**Exercise details**
Extract each line of the records below that contains the string "apartment", treating uppercase and lowercase letters as distinct.

— BEGIN —

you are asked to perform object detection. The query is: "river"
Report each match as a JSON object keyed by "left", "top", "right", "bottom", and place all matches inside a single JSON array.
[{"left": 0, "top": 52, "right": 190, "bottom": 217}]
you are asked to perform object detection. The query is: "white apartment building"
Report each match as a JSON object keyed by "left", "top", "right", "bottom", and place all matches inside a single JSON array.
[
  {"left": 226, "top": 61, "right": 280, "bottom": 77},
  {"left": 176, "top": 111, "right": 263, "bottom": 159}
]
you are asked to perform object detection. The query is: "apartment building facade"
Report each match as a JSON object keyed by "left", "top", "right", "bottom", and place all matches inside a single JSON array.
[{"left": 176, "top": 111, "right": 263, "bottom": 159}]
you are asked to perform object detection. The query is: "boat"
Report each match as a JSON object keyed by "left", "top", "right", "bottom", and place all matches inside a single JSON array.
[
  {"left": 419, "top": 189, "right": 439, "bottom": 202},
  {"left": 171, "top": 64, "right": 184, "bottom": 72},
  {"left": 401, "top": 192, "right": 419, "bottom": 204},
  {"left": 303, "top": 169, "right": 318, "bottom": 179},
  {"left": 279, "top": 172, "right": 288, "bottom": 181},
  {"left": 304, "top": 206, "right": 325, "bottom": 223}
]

— END —
— BEGIN —

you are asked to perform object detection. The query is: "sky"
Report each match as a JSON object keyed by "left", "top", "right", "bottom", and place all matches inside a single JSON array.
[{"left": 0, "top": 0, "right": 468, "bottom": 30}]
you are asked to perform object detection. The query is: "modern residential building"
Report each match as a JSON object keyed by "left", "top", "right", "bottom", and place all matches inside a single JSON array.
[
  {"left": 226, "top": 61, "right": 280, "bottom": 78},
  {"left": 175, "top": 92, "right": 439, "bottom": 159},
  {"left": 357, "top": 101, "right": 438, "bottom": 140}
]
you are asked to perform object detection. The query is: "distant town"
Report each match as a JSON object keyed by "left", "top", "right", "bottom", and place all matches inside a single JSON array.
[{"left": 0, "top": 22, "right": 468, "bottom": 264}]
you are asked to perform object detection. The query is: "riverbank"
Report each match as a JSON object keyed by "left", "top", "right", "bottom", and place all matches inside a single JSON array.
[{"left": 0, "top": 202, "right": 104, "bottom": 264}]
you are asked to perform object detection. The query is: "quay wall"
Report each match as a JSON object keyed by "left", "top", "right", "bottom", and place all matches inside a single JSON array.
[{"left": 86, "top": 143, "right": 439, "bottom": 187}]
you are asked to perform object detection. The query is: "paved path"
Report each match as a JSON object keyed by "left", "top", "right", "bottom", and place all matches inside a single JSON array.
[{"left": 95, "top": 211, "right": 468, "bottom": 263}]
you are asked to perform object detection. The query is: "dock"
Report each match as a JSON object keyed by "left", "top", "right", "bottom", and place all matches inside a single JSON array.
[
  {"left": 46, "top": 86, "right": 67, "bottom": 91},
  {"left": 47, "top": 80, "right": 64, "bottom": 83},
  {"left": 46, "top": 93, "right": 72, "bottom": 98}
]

— END —

**Reply**
you are asked to perform object detection. The query is: "white apartment building"
you are asked to perform object detection. The query is: "apartment building facade"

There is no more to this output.